- **Task objective**
Reproduce, word for word, the part of the post on Python path handling from "- The system-wide" to "the command line.".

- **Quoted passage**
-----
Our first approach with Knowbots was to do direct sys.path.insert()s,
which is quite ugly and error prone. Plus if you're adding many
paths, or adding and deleting, that's a lot of gibberish at the top of
your entry level executables. And now let's say that you have a dozen
or two dozen entry level executables that all have to perform the same
sys.path magic. That's a lot of cutting-and-pasting (and /highly/
error prone patching when directory structures change). It's a lose.
So for Knowbots we wrote a small module called pathhack that all entry
level executables imported. pathhack was good because it put all that
sys.path munging nonsense in one place so it was manageable from a s/w
engineering standpoint. But it sucked because those executables had
to /find/ pathhack.py! Bootstrap lossage (we've actually gone back to
sys.path.insert).
With Mailman, I could solve that problem because I added a
configure/make phase. This let me write a module template called
paths.py.in which configure flippered into paths.py containing path
hackage based on --prefix. The next trick was that "make install"
copied that paths.py file into all the subdirectories that had top
level entry points into the Mailman system (e.g. the bin directory,
the cron directory, the cgi directory). So now, an executable need
only do
import paths
import Mailman.Utils
import Mailman.Logging.Utils
and absolute paths work like a charm. I can even provide a
`pythonlib' directory that contains newer versions of standard modules
that have fixes for folks running older Pythons. Thus I do
from Mailman.pythonlib import rfc822
and the rest of my code uses my special rfc822 module with no changes.
I'm very happy with how this works for Mailman, however we can't use
the same approach (or let's say Guido doesn't want to use this
approach) for the Knowbots stuff because there /is/ no "make install"
step. You just unpack it and go. But it still has to play lots of
games searching the file system for various things.
What I've been thinking is that Python needs a registry <shudder>.
JPython's already got such a beast, and it integrates with Java's
system properties, so that things like the PYTHONPATH equivalent are
set in the registry and immediately available. But it's not very
flexible, and you still need an install step in order to bootstrap the
locating of the registry.
I think we can do a little bit better. Python already knows how to
find it's sys module. We can add an object into sys, call it
sys.registry, which would contain things like sys.path definitions,
and all sorts of other application specific keys. This object would
be tied to a file (or files) which might be human readable, a
marshal/pickle (or both). Bootstrap location of this file(s) is an
issue, but see below.
This would let you do things like the following at the beginning of
every top level executable:
import sys
sys.application = 'zope'
sys.registry.setpath(sys.application+'.pythonpath')
I'm sure all kinds of lengthy discussion will now ensue about the
exact interface of the registry object, but I'll make just a few
observations:
- There should be a system wide registry and a user specific
registry. This let's an admin install shared applications easily,
but also lets individual users have their own overrides.
- The system-wide registry can be located in say
sys.prefix/lib/python<version>/site-packages. The user registry
would reside somewhere in $HOME. This could all be platform
specific so that on Windows, maybe the Python registry is integrated
with the Windows registry, while in JPython it would be integrated
with the standard JPython registry mechanism.
- You should be able to specify registry entries on the command line.
- There needs to be defined rules for resolving registry keys b/w
system, user, and command line specifications. JPython has some
experience here (although there have been requests to change
JPython's lookup order), and at the very least, JPython and CPython
should be as consistent as possible (CPython won't have to merge in
Java's system properties).
-----
[Labeled contour entries]

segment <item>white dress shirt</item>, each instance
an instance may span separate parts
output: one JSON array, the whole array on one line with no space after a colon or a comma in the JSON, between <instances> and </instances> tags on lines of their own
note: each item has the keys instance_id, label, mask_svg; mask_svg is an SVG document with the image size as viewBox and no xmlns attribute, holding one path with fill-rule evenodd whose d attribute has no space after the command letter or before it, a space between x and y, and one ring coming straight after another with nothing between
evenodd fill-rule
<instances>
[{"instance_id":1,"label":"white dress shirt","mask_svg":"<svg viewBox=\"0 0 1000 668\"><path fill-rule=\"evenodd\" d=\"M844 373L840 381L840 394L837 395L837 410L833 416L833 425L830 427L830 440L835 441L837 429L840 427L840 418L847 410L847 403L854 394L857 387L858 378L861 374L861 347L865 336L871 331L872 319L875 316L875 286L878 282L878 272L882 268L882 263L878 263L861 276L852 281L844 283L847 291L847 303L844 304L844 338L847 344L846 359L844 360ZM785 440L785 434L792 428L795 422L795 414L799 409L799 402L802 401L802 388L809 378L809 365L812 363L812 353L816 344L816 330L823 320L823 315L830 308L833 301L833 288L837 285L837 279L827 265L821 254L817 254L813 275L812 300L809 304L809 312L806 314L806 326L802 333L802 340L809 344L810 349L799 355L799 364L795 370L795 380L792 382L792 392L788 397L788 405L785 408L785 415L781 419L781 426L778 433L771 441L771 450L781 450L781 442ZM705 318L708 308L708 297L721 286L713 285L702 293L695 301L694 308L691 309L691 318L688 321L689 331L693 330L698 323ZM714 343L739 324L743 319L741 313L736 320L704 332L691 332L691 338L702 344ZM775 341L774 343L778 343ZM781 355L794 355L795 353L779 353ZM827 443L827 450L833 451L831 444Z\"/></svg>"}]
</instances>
-----
- **Completed task**
- The system-wide registry can be located in say
sys.prefix/lib/python<version>/site-packages. The user registry
would reside somewhere in $HOME. This could all be platform
specific so that on Windows, maybe the Python registry is integrated
with the Windows registry, while in JPython it would be integrated
with the standard JPython registry mechanism.
- You should be able to specify registry entries on the command line.